_TEXTO PARA LEITURA_
A medicina ainda não conseguiu concluir de forma clara o que leva mulheres a terem duas vezes mais chances de ter depressões e outros transtornos de humor do que homens. A baixa produção de estudos chama a atenção inclusive da OMS (Organização Mundial da Saúde) em seus comunicados mais recentes sobre o tema.
Especialistas em saúde mental acreditam que uma combinação de fatores biológicos e sociais estejam por trás dos transtornos de humor. Para as mulheres, pesam o estresse das jornadas acumuladas, a violência doméstica e outras pressões de gênero, como as estéticas. Outro fator levantado é a predisposição maior delas em buscar ajuda médica. Entre a influência biológica, estudos mostram tendências genéticas e as variações hormonais em períodos menstruais, gestacionais e da menopausa.
“O que as pesquisas sugerem é que algumas mulheres são mais vulneráveis a essas oscilações de níveis hormonais, de estrogênio e progesterona, por exemplo. Não é que os níveis sejam alterados. E sim as oscilações que ocorrem, que são fisiológicas do ciclo reprodutivo feminino, tornam as mulheres mais vulneráveis a terem quadros do ponto de vista psiquiátrico como depressão e transtornos de ansiedade”, explica Joel Rennó, que coordenador da Comissão de Saúde Mental da Mulher da ABP (Associação Brasileira de Psiquiatria) e diretor do Programa Saúde Mental da Mulher do Instituto de Psiquiatria da Faculdade de Medicina da USP.
Ele afirma que a questão biológica não é determinante, mas que as interferências sociais, essas sim, podem funcionar como gatilho para desencadear os transtornos. “O estresse vai minando a resistência do nosso organismo, podendo, no médio prazo, levar a consequências como depressão e transtornos de ansiedade. Tudo isso precisa ser muito bem avaliado no contexto de vida da mulher. Essas mudanças de papéis, com elas indo para o mercado corporativo, que é excelente, acabou custando caro pelas pressões maiores sobre elas.”
A psiquiatra do Programa de Transtornos do Humor do Instituto de Psiquiatria da Faculdade de Medicina da USP Doris Moreno diz que causas genéticas são principal fator de transtornos como a depressão. “A gente fala de vulnerabilidade biológica, que é condição necessária porém não suficiente para a pessoa em dado momento desenvolver a doença. Existem fatores de proteção, como ter suporte familiar, vida regrada e até características da personalidade do indivíduo.” Ela concorda que fatores estressantes, como a sobrecarga, podem desencadear e agravar as doenças mentais nesses indivíduos.
A médica faz um paralelo com a vida de nossos antepassados para mostrar que a carga de trabalho sempre foi grande, mas que as características das funções em nossa geração tem levado mais pessoas a adoecer mentalmente. “O que sua bisavó fazia? Trabalhava o dia inteiro sem parar e cuidava de 10 crianças. Mas era um trabalho diferente, era braçal. E trabalho braçal, físico, manual, faz bem. O desafio hoje em dia é mais intelectual.”
A diretora da Divisão de Saúde Mental da Coordenadoria de Atenção Básica na cidade de São Paulo, Claudia Ruggiero Longhi, lembra que o atual momento mexeu ainda mais com a mente das mulheres. “A pandemia escancarou a sobrecarga. As mulheres precisaram serem aquilo que elas são sempre, que é a pessoa que cuida da casa, organiza a rotina das pessoas e trabalha, mas agora tudo dentro do mesmo espaço. E dividir essas tarefas é mais ou menos como equilibrar vários pratos.” Claudia conta que mais pessoas e em situação ainda mais grave têm buscado atendimento no sistema público de saúde. “As mulheres foram levadas ao limite. A demanda por atendimento cresceu muito nos nossos serviços. O que a gente percebe também é que são pacientes cada vez mais jovens.”
Outro ponto levantado pela diretora de Saúde Mental do município é a violência física e verbal dentro de casa. “Mulheres estão mais expostas a essas situações. Quando a violência é recorrente e se perpetua, pode levar a um quadro depressivo grave.”

_REGISTROS LISTADOS_
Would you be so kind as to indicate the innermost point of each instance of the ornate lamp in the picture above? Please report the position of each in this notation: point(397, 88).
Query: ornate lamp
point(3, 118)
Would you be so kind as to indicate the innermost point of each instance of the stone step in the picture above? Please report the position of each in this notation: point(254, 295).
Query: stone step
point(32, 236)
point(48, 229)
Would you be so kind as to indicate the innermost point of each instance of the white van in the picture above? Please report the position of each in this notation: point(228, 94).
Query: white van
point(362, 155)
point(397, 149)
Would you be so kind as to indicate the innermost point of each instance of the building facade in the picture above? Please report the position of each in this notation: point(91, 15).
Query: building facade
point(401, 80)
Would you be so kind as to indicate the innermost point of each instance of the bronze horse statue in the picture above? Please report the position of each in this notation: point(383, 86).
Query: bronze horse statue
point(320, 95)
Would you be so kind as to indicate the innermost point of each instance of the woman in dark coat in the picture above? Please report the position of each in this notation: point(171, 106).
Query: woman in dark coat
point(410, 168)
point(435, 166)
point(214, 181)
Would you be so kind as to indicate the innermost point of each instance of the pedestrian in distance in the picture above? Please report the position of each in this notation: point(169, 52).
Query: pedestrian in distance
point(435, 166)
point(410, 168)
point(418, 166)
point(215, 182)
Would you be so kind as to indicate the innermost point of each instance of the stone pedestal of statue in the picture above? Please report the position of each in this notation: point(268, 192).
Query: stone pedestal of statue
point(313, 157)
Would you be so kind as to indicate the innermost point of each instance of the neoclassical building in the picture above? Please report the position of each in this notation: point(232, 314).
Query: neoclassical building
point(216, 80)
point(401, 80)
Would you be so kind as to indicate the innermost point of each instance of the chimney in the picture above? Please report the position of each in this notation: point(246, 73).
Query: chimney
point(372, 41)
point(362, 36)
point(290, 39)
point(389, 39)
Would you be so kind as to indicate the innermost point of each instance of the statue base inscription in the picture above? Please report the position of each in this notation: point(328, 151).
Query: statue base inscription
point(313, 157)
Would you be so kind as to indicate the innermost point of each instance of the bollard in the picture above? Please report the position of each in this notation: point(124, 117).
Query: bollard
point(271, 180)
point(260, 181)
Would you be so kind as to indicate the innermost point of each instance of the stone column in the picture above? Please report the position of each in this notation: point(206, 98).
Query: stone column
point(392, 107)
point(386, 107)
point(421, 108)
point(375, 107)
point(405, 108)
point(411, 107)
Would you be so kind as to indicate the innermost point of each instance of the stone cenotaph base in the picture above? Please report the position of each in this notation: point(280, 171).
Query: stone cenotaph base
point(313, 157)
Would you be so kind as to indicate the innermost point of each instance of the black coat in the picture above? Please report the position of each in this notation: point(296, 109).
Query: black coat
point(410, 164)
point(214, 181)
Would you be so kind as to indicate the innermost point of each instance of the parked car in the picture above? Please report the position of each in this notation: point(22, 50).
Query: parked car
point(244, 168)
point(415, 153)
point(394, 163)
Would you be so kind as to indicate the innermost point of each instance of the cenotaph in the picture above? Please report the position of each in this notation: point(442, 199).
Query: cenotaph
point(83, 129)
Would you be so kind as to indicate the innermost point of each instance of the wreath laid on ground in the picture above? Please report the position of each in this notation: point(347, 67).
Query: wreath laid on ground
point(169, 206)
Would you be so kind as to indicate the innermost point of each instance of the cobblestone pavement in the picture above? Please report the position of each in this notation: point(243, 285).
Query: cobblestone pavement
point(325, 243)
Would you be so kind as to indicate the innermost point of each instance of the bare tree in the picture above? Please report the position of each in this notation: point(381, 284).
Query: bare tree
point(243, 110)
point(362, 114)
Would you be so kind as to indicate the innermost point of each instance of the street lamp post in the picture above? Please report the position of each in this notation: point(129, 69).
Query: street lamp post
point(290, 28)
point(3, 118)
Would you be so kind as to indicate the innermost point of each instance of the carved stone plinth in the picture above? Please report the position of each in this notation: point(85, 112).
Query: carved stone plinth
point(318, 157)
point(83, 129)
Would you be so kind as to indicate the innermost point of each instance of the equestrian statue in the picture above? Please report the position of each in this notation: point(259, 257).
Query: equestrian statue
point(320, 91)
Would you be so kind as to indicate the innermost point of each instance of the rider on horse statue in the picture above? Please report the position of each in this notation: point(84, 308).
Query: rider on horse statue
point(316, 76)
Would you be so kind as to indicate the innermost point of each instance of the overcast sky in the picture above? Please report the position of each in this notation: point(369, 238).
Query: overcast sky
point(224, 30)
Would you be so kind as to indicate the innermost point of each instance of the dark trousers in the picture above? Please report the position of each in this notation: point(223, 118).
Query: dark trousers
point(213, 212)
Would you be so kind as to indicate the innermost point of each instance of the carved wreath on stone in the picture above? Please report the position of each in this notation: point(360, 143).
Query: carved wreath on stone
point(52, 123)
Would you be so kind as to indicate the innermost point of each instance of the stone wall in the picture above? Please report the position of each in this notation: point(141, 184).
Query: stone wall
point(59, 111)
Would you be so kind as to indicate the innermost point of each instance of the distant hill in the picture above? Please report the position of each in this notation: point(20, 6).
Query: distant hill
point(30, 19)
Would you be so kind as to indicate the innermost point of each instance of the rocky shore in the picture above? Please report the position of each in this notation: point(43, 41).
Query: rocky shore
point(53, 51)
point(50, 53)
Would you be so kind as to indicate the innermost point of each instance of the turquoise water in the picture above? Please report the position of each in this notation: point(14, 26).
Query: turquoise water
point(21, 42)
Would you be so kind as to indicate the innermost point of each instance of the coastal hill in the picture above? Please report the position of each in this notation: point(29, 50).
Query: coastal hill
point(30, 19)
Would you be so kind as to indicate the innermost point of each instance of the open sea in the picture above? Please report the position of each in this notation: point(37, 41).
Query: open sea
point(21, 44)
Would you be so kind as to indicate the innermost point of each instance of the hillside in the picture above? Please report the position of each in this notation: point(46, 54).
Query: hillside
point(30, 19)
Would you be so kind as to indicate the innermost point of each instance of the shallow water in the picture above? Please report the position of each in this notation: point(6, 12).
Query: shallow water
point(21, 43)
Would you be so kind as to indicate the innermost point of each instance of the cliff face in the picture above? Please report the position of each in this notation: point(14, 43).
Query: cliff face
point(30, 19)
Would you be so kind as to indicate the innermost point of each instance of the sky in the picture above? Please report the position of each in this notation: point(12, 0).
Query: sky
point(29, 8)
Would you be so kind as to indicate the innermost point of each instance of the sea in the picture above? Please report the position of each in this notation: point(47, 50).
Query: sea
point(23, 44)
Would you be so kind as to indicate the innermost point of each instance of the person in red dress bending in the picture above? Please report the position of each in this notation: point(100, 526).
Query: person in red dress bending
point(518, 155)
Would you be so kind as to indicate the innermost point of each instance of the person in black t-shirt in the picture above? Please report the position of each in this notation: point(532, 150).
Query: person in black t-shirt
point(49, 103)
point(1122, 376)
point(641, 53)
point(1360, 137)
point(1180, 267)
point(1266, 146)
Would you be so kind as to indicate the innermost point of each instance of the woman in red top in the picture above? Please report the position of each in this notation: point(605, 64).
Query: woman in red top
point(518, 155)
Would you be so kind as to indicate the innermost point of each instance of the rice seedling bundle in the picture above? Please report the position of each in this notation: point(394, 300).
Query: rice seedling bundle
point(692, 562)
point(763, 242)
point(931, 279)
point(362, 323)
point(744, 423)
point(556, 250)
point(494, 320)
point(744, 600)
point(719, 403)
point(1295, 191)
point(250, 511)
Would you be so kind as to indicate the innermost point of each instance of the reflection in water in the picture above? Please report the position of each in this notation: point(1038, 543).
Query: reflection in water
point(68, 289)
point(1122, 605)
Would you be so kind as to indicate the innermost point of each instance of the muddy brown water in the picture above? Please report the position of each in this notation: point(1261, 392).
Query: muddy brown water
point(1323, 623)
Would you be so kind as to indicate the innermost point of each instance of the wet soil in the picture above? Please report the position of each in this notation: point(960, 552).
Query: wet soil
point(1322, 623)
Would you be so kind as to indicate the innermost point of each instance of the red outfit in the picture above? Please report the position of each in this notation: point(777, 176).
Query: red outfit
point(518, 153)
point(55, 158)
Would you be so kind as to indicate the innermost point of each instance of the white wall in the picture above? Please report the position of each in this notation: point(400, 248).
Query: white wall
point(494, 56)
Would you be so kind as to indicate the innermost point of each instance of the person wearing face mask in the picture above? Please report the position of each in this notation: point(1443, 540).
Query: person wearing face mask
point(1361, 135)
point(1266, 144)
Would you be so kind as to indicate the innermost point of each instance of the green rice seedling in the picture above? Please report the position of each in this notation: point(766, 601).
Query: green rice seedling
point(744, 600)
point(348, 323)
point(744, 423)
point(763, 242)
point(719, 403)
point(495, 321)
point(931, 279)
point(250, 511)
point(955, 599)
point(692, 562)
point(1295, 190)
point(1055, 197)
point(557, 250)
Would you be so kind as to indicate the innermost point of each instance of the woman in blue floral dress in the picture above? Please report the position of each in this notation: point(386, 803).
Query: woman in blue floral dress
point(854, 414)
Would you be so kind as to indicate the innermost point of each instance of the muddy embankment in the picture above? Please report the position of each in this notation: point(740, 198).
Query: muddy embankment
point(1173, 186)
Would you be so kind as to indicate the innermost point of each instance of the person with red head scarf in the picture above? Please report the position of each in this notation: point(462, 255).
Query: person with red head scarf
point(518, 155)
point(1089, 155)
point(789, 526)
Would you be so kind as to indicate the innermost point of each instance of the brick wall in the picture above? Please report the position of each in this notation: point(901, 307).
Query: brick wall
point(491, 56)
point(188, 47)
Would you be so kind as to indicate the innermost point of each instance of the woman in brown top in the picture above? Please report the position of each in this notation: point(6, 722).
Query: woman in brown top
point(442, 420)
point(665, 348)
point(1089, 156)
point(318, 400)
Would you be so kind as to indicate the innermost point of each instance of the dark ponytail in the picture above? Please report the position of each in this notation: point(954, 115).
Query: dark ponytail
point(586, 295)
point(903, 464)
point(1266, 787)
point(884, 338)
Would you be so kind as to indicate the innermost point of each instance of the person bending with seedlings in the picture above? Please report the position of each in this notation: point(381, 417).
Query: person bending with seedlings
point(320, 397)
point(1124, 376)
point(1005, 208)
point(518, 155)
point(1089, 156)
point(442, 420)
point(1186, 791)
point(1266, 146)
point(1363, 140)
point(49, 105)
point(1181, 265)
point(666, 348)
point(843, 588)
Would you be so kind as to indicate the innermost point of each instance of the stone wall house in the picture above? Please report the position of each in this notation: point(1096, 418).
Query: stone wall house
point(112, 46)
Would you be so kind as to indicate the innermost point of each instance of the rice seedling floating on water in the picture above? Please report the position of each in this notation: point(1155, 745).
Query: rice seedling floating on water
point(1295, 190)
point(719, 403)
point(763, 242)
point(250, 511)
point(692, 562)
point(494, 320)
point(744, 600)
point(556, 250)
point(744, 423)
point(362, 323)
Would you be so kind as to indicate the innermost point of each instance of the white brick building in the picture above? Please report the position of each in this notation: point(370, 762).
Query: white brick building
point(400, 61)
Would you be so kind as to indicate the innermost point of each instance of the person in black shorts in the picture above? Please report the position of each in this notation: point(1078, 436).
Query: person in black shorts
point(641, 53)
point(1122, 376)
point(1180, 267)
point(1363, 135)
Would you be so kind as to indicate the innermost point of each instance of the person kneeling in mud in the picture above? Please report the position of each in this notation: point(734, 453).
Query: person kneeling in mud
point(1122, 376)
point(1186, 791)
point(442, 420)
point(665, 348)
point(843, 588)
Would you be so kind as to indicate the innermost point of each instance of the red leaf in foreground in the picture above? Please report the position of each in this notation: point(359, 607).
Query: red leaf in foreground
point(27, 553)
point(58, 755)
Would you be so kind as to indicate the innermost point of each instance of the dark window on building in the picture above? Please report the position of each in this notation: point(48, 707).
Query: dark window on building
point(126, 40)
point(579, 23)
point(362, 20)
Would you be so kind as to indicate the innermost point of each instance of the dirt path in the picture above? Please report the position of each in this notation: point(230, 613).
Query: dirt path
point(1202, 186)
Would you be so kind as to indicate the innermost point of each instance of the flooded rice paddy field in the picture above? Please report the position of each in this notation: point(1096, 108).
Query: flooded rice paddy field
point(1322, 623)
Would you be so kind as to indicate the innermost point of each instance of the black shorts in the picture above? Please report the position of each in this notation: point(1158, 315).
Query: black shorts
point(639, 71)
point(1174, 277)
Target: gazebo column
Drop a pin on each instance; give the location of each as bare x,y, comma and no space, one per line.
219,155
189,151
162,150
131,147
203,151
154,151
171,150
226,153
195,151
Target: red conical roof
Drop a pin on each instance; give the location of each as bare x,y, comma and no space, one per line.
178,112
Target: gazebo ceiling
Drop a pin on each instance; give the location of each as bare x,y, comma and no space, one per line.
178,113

_ENUNCIADO DA TAREFA_
Transcreva, do texto sobre a saúde mental das mulheres, o trecho entre "A psiquiatra do" e "mentais nesses indivíduos.", incluindo esses dois extremos.

_RESPOSTA_
A psiquiatra do Programa de Transtornos do Humor do Instituto de Psiquiatria da Faculdade de Medicina da USP Doris Moreno diz que causas genéticas são principal fator de transtornos como a depressão. “A gente fala de vulnerabilidade biológica, que é condição necessária porém não suficiente para a pessoa em dado momento desenvolver a doença. Existem fatores de proteção, como ter suporte familiar, vida regrada e até características da personalidade do indivíduo.” Ela concorda que fatores estressantes, como a sobrecarga, podem desencadear e agravar as doenças mentais nesses indivíduos.